Excerpt provided:

*-*-*

The above question is testing of
(a) Knowledge
(b) Understanding
(c) Creativity
(d) Memory
Answer: (b) Understanding Explanation: The question tests the understanding of the learner. Only with a thorough understanding and good observatory skills, the learner will be able to count up to 13 rectangles. Knowledge is essential for understanding. However, the question allows very little scope for creativity. The learner’s memory will not help either because the problem calls for active thinking. |
Q23. Which of the following statements about evaluation is in accordance with the definition given by NCERT?
(a) It is a systematic process of determining the extent to which educational objectives are achieved by the pupils.
(b) It is introduced to designate a more comprehensive concept of measurement than what is done through the conventional tests.
(c) It is a process that is systematic and continuous, and can be used to find the effectiveness of the learning experiences of students.
(d) It is a process of ascertaining the importance of a careful appraisal process.

*-*-*

What this exercise asks:
**A.** Do these statements agree with the quiz excerpt? (i) Only a learner with thorough understanding and good observatory skills can count up to 13 rectangles. (ii) The question about rectangles leaves plenty of room for creativity. (iii) The learner's memory will help with the problem. For each, answer yes or no and quote the words of the quiz excerpt that settle it.
**B.** Pick up the quiz excerpt after its final line, option (d) of Q23, and continue it in the same format.

Stored records:
*-*-*

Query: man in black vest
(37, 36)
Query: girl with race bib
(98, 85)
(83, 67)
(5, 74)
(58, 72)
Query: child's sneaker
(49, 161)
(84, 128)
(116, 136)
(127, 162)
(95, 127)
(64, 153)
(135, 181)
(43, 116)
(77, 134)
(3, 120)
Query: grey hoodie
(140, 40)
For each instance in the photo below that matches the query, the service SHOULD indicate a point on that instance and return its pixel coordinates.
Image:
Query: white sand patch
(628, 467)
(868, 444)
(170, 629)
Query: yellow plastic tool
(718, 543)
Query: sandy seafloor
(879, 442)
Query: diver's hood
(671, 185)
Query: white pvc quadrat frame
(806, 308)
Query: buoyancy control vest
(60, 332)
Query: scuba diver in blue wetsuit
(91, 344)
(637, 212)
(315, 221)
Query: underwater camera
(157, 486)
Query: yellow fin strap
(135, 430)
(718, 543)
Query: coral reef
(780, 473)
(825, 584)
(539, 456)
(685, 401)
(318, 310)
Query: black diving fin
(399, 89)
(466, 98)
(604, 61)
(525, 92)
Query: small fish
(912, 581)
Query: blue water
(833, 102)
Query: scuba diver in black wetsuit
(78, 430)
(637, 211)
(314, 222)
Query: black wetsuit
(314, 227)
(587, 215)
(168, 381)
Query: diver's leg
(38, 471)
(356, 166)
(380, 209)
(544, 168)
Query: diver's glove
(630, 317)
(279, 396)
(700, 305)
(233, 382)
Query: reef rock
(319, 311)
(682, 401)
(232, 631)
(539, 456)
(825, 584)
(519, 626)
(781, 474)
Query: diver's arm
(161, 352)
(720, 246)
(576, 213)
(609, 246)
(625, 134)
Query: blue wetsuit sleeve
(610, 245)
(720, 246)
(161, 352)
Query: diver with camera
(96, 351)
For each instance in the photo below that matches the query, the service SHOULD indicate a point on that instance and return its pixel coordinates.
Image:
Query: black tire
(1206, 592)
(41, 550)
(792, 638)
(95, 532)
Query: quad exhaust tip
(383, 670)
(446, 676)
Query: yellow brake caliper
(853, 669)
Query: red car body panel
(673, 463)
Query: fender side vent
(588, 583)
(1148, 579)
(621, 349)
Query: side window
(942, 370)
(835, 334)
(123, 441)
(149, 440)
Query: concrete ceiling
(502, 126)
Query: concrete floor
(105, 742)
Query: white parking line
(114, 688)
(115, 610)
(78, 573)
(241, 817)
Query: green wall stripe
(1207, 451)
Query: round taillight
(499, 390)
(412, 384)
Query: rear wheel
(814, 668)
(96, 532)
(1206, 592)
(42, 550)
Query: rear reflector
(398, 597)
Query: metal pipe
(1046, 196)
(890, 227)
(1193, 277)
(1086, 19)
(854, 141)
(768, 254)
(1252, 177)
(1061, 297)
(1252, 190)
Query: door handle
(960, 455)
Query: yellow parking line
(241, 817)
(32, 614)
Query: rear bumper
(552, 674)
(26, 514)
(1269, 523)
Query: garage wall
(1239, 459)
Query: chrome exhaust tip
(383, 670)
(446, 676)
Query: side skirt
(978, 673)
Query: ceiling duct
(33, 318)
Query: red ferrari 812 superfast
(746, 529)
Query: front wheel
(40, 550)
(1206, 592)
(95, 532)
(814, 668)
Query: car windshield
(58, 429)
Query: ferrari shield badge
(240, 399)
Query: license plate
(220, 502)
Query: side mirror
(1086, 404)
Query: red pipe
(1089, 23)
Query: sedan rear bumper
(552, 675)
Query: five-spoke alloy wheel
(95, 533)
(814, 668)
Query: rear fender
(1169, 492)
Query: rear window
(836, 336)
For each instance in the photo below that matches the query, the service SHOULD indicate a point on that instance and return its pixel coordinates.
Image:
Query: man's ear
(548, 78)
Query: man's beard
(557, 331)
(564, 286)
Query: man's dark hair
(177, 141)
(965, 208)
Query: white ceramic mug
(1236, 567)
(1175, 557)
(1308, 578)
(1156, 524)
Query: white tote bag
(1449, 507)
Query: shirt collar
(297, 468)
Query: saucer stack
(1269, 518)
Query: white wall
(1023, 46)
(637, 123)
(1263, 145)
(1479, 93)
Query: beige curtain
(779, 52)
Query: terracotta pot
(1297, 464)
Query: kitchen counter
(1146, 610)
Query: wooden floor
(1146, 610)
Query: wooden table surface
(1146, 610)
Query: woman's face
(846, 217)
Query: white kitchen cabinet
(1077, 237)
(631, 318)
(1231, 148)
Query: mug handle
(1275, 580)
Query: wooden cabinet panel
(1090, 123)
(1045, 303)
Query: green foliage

*-*-*

Per-task answers:
**A.**
(i) Yes: "Only with a thorough understanding and good observatory skills, the learner will be able to count up to 13 rectangles."
(ii) No: "the question allows very little scope for creativity."
(iii) No: "The learner’s memory will not help either because the problem calls for active thinking."

**B.**
Answer: (c) It is a process that is systematic and continuous, and can be used to find the effectiveness of the learning experiences of students. Explanation: According to NCERT, evaluation is a systematic and continuous process of determining the effectiveness of the learning experiences provided in the classroom. |
Q24. In learning mathematics pictures and graphs are used as
(a) Audio aids
(b) Visual aids
(c) Audio-visual aids
(d) Psychological aids
Answer: (b) Visual aids Explanation: Pictures, charts and diagrams are used as visual aids in learning. For example, teaching geometry requires the use of teaching aids, diagrams, graphs etc. |
Q25. Which of the following statements about mathematics is incorrect?
(a) For naming various parameters and variables, Latin alphabets are used
(b) It is independent of the structure of a language
(c) It has its own terminology and naming conventions, symbols, words and its own set of rules
(d) It acts as a natural concomitant to any subject involving analysis and reasoning
Answer: (b) It is independent of the structure of a language Explanation: Mathematics is not independent of language structure. In fact, it is a language in itself. |
Q26. Which of the following statements about criterion-referenced tests is true?
(a) They are used to determine whether each student has achieved a specific skill or not
(b) They can be used to discriminate between high achievers and low achievers.
(c) They cannot be used as part of formative assessments.
(d) They are used as part of surveys and research work.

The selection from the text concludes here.